* [THE TASK] When you write out the records, keep every line exactly as it is.

____

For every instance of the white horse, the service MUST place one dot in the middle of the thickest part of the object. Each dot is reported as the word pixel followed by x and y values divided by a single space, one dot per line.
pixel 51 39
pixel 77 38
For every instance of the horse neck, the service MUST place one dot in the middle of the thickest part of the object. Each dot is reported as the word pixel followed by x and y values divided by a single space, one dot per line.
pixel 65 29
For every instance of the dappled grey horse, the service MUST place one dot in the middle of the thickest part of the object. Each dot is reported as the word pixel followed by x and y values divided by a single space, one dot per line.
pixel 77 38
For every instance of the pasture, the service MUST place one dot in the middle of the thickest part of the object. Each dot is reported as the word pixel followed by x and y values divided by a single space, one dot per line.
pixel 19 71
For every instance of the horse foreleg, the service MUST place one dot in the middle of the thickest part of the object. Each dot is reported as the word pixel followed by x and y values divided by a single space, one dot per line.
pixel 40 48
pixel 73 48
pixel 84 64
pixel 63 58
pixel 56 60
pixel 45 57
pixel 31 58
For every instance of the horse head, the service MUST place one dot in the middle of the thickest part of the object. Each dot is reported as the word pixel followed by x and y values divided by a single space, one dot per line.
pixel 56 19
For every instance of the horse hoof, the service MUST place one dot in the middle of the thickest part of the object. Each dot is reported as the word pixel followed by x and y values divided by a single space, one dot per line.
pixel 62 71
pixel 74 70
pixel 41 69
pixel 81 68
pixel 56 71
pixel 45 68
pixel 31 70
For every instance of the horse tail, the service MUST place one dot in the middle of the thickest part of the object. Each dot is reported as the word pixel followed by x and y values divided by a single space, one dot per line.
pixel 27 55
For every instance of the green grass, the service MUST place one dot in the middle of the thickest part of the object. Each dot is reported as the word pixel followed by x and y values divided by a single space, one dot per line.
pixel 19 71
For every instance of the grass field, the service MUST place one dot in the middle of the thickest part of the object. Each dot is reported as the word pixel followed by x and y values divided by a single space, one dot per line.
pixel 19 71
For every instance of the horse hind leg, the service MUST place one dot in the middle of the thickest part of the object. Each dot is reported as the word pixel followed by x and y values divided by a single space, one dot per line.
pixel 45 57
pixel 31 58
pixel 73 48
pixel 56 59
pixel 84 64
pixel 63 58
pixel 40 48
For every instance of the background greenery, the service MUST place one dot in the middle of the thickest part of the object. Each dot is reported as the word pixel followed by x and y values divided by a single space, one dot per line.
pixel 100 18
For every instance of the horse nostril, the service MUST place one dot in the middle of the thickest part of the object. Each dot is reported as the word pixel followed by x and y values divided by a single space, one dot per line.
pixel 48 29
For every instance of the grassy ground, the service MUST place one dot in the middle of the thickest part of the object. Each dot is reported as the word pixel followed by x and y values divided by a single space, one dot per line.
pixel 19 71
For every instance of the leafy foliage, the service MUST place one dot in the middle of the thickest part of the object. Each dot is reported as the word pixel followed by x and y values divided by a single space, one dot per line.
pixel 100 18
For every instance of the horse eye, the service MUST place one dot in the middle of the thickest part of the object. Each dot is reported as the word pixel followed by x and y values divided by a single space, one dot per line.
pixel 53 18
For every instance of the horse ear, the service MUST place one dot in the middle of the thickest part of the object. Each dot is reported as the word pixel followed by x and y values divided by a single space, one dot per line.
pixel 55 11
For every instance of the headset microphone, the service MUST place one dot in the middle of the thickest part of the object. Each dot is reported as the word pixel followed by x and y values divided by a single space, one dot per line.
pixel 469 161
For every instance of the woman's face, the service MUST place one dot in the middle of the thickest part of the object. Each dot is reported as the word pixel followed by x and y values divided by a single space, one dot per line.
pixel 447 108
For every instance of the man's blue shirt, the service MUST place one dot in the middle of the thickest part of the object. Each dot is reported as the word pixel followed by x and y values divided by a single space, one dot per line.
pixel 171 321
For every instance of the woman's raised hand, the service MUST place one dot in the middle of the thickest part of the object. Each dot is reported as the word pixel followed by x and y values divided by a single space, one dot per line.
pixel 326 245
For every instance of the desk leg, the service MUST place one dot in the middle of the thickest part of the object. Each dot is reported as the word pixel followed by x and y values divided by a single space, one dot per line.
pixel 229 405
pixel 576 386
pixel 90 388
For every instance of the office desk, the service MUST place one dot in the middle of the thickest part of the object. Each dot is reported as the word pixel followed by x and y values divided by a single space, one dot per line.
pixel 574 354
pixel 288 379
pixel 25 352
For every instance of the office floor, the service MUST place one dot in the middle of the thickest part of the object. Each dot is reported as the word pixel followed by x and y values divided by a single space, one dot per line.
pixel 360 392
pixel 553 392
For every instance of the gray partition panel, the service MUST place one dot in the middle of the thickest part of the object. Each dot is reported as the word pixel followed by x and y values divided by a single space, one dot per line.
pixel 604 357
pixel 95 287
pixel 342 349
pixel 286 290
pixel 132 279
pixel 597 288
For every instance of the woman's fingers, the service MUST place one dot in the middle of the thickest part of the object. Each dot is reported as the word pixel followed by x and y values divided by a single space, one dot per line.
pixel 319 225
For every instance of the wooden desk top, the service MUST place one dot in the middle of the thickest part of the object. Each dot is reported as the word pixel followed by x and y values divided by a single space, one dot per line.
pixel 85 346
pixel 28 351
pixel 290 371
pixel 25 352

____

* [OUTPUT OF THE TASK]
For every instance of the white horse, the service MUST place one dot in the middle of the thickest part of the object. Each dot is reported as the word pixel followed by x and y values divided by a single space, one dot per line.
pixel 51 39
pixel 77 38
For every instance of the horse neck, the service MUST place one dot in the middle of the thickest part of the object. Each dot is reported as the word pixel followed by x and y values divided by a single space, one dot per line.
pixel 65 29
For every instance of the dappled grey horse, the service MUST place one dot in the middle of the thickest part of the object. Each dot is reported as the word pixel followed by x and y values divided by a single space, one dot per line.
pixel 77 38
For every instance of the pasture, the service MUST place one dot in the middle of the thickest part of the object. Each dot is reported as the word pixel followed by x and y values divided by a single space, one dot per line.
pixel 19 71
For every instance of the horse foreleg, the service MUST place one dot in the middle of the thickest part of the object. Each dot is reported as the word pixel followed by x and y values divided by a single space, one dot per line.
pixel 40 48
pixel 73 48
pixel 84 64
pixel 63 58
pixel 56 60
pixel 45 57
pixel 31 58
For every instance of the horse head, the service MUST place one dot in the middle of the thickest part of the object. Each dot is reported as the word pixel followed by x and y values divided by a single space, one dot per line.
pixel 56 19
For every instance of the horse hoof, the service MUST place one dot in the middle of the thickest part of the object. Each dot is reported as the word pixel followed by x and y values divided by a single space, one dot per line.
pixel 62 71
pixel 74 70
pixel 41 69
pixel 81 68
pixel 56 71
pixel 45 68
pixel 31 70
For every instance of the horse tail, the service MUST place one dot in the middle of the thickest part of the object. Each dot is reported as the word pixel followed by x and y values divided by a single space, one dot per line.
pixel 27 55
For every instance of the green grass, the service MUST place one dot in the middle of the thickest part of the object. Each dot is reported as the word pixel followed by x and y values divided by a single space, one dot per line.
pixel 19 71
For every instance of the grass field, the service MUST place one dot in the middle of the thickest part of the object. Each dot is reported as the word pixel followed by x and y values divided by a single space, one dot per line.
pixel 19 71
For every instance of the horse hind leg, the service MUST place one dot in the middle of the thickest part of the object. Each dot is reported as the word pixel followed by x and y values divided by a single space, one dot per line.
pixel 45 57
pixel 31 58
pixel 73 48
pixel 56 59
pixel 84 64
pixel 63 58
pixel 40 48
For every instance of the background greenery, the service MUST place one dot in the middle of the thickest part of the object. Each dot is reported as the word pixel followed by x and y values divided by a single space, one dot per line.
pixel 100 18
For every instance of the horse nostril, the service MUST place one dot in the middle of the thickest part of the object. Each dot is reported as the word pixel followed by x and y values divided by a single space, one dot per line.
pixel 48 29
For every instance of the grassy ground, the service MUST place one dot in the middle of the thickest part of the object. Each dot is reported as the word pixel followed by x and y values divided by a single space, one dot per line.
pixel 19 71
For every instance of the leafy foliage, the service MUST place one dot in the middle of the thickest part of the object. Each dot is reported as the word pixel followed by x and y values divided by a single space, one dot per line.
pixel 100 18
For every instance of the horse eye, the service MUST place one dot in the middle of the thickest part of the object. Each dot is reported as the word pixel followed by x and y values divided by a single space, one dot per line.
pixel 53 18
For every instance of the horse ear, the service MUST place one dot in the middle of the thickest part of the object. Each dot is reported as the word pixel followed by x and y values divided by a single space, one dot per line.
pixel 55 11
For every instance of the headset microphone, the service MUST place one dot in the middle of the thickest part of the object. Each dot is reported as the word pixel followed by x and y values divided by a single space, one dot per line.
pixel 469 161
For every instance of the woman's face, the service MUST place one dot in the middle of the thickest part of the object. Each dot is reported as the word pixel followed by x and y values divided by a single space, one dot per line.
pixel 447 108
For every instance of the man's blue shirt, the service MUST place one dot in the middle of the thickest part of the object. Each dot is reported as the word pixel followed by x and y values divided by a single space, one dot per line.
pixel 171 321
For every instance of the woman's raised hand, the service MUST place one dot in the middle of the thickest part of the object. Each dot is reported as the word pixel followed by x and y values divided by a single space, one dot per line.
pixel 326 245
For every instance of the desk leg, the service MUST place one dot in the middle of the thickest part of the object. Each dot is reported as the word pixel followed by x and y values divided by a single space, one dot per line.
pixel 229 405
pixel 576 386
pixel 90 388
For every instance of the office desk, the service MUST place one dot in the middle of the thickest part of the object. Each dot is reported as the word pixel followed by x and y values divided by a single space, one dot per line.
pixel 574 354
pixel 288 379
pixel 25 352
For every instance of the office floor, the service MUST place one dot in the middle of the thickest part of the object. Each dot is reported as the word pixel followed by x and y values divided by a single space, one dot per line.
pixel 360 392
pixel 553 392
For every instance of the gray partition panel, the service MUST place one dot in the middle of the thickest part of the object. Each dot is reported as the word pixel followed by x and y values divided by a single space, one dot per line.
pixel 604 357
pixel 95 287
pixel 342 349
pixel 286 290
pixel 132 279
pixel 597 288
For every instance of the woman's fingers, the service MUST place one dot in the middle of the thickest part of the object. Each dot is reported as the word pixel followed by x and y values divided by a single space, one dot per line.
pixel 319 225
For every instance of the wooden desk top, the service MUST place one dot in the middle of the thickest part of the object. Each dot is reported as the word pixel followed by x and y values divided by a single space, one dot per line.
pixel 85 346
pixel 28 351
pixel 290 371
pixel 25 352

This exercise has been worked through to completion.